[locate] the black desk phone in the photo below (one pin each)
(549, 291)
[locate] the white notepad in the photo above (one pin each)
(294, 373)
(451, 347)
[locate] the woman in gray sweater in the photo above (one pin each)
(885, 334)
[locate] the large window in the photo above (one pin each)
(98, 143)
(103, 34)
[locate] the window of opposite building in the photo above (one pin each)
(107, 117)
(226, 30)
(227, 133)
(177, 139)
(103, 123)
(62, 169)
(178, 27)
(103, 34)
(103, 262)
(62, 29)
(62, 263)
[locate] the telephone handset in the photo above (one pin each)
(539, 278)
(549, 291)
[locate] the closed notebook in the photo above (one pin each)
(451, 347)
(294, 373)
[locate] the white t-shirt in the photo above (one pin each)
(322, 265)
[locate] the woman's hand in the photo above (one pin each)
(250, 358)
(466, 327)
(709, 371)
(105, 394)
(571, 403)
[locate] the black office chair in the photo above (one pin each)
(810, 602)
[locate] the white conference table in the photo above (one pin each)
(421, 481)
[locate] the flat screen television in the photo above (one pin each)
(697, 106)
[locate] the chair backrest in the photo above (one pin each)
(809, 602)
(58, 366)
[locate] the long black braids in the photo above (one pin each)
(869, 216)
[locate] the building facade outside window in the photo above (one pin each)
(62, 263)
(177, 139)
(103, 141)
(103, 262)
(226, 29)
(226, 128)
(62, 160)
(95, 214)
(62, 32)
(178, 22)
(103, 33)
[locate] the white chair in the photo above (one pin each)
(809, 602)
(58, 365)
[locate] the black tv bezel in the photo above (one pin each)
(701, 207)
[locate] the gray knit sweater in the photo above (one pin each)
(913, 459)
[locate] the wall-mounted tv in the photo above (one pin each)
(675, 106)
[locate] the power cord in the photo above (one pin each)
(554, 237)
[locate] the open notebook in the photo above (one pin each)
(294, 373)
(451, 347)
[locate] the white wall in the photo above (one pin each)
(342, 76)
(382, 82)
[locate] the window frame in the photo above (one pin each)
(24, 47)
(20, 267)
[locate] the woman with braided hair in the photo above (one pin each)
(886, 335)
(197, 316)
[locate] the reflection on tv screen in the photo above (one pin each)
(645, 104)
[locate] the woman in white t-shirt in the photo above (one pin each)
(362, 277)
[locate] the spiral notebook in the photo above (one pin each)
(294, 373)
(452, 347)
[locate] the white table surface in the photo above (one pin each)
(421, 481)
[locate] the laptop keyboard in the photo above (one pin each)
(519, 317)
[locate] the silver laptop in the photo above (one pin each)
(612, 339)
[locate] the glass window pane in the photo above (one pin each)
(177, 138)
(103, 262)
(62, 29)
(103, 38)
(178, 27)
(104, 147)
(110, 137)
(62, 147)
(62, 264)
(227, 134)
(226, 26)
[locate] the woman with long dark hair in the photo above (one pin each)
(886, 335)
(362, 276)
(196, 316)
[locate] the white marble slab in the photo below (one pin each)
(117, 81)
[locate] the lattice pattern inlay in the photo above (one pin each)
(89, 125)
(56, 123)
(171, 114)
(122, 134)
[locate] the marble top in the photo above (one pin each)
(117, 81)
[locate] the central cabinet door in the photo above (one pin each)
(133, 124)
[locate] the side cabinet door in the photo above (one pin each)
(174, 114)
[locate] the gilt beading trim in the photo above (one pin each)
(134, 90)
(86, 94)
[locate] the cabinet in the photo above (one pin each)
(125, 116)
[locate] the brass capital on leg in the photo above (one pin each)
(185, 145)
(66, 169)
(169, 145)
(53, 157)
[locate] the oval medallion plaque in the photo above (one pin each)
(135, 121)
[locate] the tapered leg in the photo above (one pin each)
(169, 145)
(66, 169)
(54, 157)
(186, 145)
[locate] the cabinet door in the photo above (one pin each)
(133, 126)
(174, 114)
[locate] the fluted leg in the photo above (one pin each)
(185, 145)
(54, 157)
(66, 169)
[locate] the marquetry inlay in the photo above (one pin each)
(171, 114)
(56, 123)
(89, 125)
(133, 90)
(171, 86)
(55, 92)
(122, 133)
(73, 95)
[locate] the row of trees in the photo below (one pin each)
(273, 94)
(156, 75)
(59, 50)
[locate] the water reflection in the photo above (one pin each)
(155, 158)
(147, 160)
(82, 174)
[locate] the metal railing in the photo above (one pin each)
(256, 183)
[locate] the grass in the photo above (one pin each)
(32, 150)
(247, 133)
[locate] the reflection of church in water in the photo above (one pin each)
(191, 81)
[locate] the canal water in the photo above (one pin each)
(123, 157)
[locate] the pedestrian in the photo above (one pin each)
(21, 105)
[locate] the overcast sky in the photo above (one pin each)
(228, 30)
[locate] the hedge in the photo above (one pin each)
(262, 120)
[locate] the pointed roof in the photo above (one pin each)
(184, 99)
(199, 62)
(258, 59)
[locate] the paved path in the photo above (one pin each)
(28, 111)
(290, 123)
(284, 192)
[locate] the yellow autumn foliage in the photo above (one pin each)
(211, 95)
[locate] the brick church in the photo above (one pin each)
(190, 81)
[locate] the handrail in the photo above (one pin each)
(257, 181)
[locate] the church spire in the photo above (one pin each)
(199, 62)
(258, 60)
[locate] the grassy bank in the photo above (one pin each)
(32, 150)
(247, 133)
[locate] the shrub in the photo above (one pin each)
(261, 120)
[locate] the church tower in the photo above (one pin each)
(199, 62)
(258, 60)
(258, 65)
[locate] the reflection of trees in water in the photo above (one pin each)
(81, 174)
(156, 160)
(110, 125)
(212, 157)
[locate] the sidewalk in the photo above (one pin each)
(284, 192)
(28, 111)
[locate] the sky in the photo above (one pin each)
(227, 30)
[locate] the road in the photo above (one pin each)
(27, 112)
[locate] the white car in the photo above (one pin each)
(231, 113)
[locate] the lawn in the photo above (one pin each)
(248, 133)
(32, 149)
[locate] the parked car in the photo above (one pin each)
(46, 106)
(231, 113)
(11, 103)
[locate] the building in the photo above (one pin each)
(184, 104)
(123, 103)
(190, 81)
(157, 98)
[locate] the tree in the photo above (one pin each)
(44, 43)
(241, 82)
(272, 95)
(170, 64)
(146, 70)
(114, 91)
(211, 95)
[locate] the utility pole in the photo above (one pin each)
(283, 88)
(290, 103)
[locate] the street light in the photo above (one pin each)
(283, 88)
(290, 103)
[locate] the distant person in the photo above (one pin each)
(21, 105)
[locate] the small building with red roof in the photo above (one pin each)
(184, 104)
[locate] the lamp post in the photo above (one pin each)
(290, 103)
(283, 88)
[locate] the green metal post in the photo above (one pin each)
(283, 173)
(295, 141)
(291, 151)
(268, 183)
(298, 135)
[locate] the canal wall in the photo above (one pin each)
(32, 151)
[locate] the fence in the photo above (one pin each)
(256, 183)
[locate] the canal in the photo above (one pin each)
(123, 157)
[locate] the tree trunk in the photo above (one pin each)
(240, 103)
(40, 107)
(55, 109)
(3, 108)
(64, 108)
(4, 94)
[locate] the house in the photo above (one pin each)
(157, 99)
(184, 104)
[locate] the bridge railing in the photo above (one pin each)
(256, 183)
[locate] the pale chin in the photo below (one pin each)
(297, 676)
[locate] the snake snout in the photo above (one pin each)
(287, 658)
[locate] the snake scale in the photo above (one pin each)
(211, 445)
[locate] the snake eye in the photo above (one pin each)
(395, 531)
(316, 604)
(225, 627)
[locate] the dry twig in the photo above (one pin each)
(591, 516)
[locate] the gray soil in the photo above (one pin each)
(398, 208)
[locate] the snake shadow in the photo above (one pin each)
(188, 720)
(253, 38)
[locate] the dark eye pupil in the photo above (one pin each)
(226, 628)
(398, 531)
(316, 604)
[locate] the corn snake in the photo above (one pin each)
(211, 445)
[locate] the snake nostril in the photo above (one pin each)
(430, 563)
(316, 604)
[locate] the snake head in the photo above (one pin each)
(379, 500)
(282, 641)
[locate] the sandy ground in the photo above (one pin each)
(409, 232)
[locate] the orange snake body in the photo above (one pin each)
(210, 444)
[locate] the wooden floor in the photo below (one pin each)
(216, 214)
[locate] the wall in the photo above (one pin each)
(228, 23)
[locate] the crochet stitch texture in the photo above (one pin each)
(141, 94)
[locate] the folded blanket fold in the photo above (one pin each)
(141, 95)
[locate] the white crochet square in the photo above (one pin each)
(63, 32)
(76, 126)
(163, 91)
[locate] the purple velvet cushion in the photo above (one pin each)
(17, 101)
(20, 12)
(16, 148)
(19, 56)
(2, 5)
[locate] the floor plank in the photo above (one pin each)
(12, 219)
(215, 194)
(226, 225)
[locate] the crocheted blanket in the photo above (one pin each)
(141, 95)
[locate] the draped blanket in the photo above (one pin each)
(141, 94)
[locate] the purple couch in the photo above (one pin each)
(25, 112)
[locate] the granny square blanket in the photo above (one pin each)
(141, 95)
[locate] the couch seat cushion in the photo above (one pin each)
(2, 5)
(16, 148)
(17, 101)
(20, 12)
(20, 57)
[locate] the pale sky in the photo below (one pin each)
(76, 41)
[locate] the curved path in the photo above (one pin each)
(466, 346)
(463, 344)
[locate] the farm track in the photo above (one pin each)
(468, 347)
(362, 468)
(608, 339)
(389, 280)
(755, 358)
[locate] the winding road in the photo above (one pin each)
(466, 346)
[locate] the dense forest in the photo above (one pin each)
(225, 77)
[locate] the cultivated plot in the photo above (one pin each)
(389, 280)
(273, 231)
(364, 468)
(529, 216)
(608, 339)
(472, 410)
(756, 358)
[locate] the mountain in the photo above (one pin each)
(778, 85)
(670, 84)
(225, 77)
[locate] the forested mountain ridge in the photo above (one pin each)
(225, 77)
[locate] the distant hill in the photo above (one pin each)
**********
#### What the task requires:
Exactly the lines from the one containing "[locate] the farm" through the final line of the records must appear in your reply, and no others.

#### Response to the exercise:
[locate] the farm track in the photo above (one pin each)
(468, 347)
(362, 468)
(608, 339)
(389, 280)
(755, 358)
[locate] the winding road in the photo above (one pin each)
(466, 346)
[locate] the dense forest in the photo above (one pin each)
(225, 77)
[locate] the cultivated plot in the photo above (one pin each)
(389, 280)
(273, 231)
(364, 468)
(529, 216)
(608, 339)
(472, 410)
(756, 358)
[locate] the mountain in the photo above (one pin each)
(778, 85)
(670, 84)
(225, 77)
[locate] the forested mountain ridge in the photo above (one pin each)
(225, 77)
[locate] the distant hill in the photo above (one pin each)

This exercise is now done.